Задание
Изложите в трёх предложениях основное содержание приведённого ниже отрывка о Хвостикове и Петренко.

Фрагмент текста
Красовский доказал, что фотографировалась с помощью расфокусированной оптики с большими экспозициями ... Полярная звезда! Доказательством этому были неполные круги, окружающие размытые пятна — треки околополярных звезд, которые и были отождествлены Валерьяном Ивановичем с помощью атласа Михайлова! <...> Хвостиков был изгнан из института <... > и исчез из моего поля зрения <...>
 
В нашей литературе, а также кино и телевидении довольно часто муссируются проблемы, касающиеся Науки и Учёных. Как правило, эти худосочные и Лживые произведения дают совершенно искаженную и далекую от действительности картину взаимоотношений между работниками Науки. На самом деле, благодаря специфическим условиям советской жизни, коллизии и конфликты между Учёными чрезвычайно драматичны. Здесь в причудливый клубок переплетается и как чисто академические, так и совсем не академические линии. Тому наглядный пример рассказанная выше История.
 
Но вернемся в конференц-зал Астрономического института.
 
"Знаете ли вы, кто отец Хвостикова?" — спросил меня сын священника и (Правда, с большим трудом) выдержал многозначительную паузу.
"Кто же?" — нехотя, из вежливости, спросил я.
"Великий князь Николай Константинович Романов, двоюродный дядя Николая Второго!"
 
Я выразил тупое удивление.
 
"А знаете ли вы, — решил добить меня Валерьян Иванович, — что сын Хвостикова работает у вас в отделе?"
"Нет у меня Хвостикова", — вяло возразил я.
"А его фамилия вовсе не Хвостиков, а Петренко!" — торжествуя выдохнул В.И.
 
Вот тут я, к полному удовольствию В.И., даже растерялся. Я очень хорошо и давно знал нашего инженера Мишу Петренко. Бог ты мой, если В.И. прав, то...
 
"Подождите меня здесь", — сказал я В.И. и пошёл в 1-й отдел к незабвенной Вере Васильевне.
"Я хочу ознакомиться с личным делом Петренко", — сказал я удивленной заведующей 1-м отделом, до этого ничего подобного от меня не слыхавшей. Как заведующий отделом я имею право знакомиться с личным делом своего сотрудника. Быстро устанавливаю, что отец Михаила Ивановича Петренко Хвостиков Иван Андреевич, родился в Ташкенте в 1906 г. Пока все сходится.

Исходные данные

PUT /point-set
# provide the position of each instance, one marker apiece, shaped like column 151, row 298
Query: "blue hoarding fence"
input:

==

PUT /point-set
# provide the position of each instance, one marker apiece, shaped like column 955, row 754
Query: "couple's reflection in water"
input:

Ответ
Рассказчик отмечает, что литература, кино и телевидение дают искажённую картину отношений между учёными, хотя в советских условиях их конфликты чрезвычайно драматичны. В конференц-зале Астрономического института Валерьян Иванович сообщает ему, что отец Хвостикова — великий князь Николай Константинович Романов, а сын Хвостикова под фамилией Петренко работает в его отделе. Рассказчик знакомится в 1-м отделе с личным делом Петренко и устанавливает, что отец Михаила Ивановича Петренко — Хвостиков Иван Андреевич, родившийся в Ташкенте в 1906 году.